## Begin TEXT SECTION

Depends what you consider activity If negative activity counts which is 99% of the activity, it should be no problem for anyone else Just for an example I have early threads on here with nearly a half million views with positive activity and others do as well.. Im sure that would count for those guys..


----------



## abmcdan (Sep 14, 2007)

german13 said:


> Depends what you consider activity If negative activity counts which is 99% of the activity, it should be no problem for anyone else Just for an example I have early threads on here with nearly a half million views with positive activity and others do as well.. Im sure that would count for those guys..


Jeff,

I don't think the price point of my products should matter. 

I've always had a commercial location, multiple people working for me, and now a large installed user base. I'm not a 1 man show in a garage somewhere. 

There is more positive feedback on my stuff than 1%. And I'm sure more will come, I've mentioned the forum to a few of my users but I have not actively pushed customers here like it seems other brands do.

Lets face the truth, this has nothing to do with my price or my customer service issues. 

This is personal and that's why you are so against me at every turn.

You lost your right to be mad at me the day you went to All American. Your DTG knowledge partially came from this forum, collaborating with its members, and also receiving free test products all under the assumption it was for the DIY cause. Now that knowledge is being used for commercial use at All American. 

You now work for a competitor so you have no right to lobby to keep another company off of the forums. Competition is healthy for everyone and the customer.

All DTG have had their share of mad customers and machine issues. We are working extremely hard over here to learn from our past experiences and move forward as a better company.

So just leave this alone and let Rodney decide what he feels is best for the forum and its users

Andy


----------



## EricDeem (May 7, 2011)

abmcdan said:


> Jeff,
> 
> I don't think the price point of my products should matter.
> Andy


Where did Jeff say anything about the price point in the post you quoted? Jeff is a very well respected and upstanding member on this site and in the DTG industry so I am not sure what you are trying to do.


----------



## kevrokr (Feb 26, 2007)

german13 said:


> That would be interesting if a brand name forum is allowed for the entry level printers! I know a few that would come out over night if that's the case.. That's basically free advertising and there are some guys on here that would die to have that option!


I just do not see these other printer manufacturers that you are speaking of. I have seen interaction on these forums about the Easy-T and have even seen them at trade shows. Easy-T is a legitimate brand name that people recognize and talk about on these forums.


----------



## abmcdan (Sep 14, 2007)

Dekay317 said:


> Where did Jeff say anything about the price point in the post you quoted? Jeff is a very well respected and upstanding member on this site and in the DTG industry so I am not sure what you are trying to do.


He said "entry level" and that usually refers to lower price. 

Maybe I made the wrong assumption.


----------



## kevrokr (Feb 26, 2007)

Dekay317 said:


> Where did Jeff say anything about the price point in the post you quoted?.





german13 said:


> That would be interesting if a brand name forum is allowed for the entry level printers!

## End TEXT SECTION

TO DO »
List every distinct username that appears in the forum thread above, whether it heads a post or comes before "said:" to introduce a quote.

## Begin DATA EXCERPT

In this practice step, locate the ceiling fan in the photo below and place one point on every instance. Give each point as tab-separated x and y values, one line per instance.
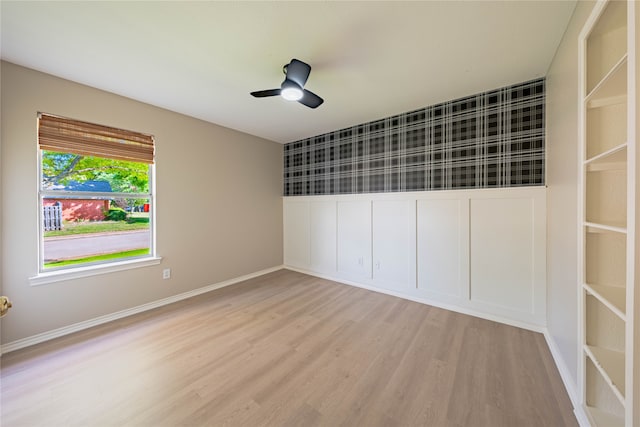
292	89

## End DATA EXCERPT

SOLUTION TO THIS PROBLEM »
german13, abmcdan, EricDeem, kevrokr, Dekay317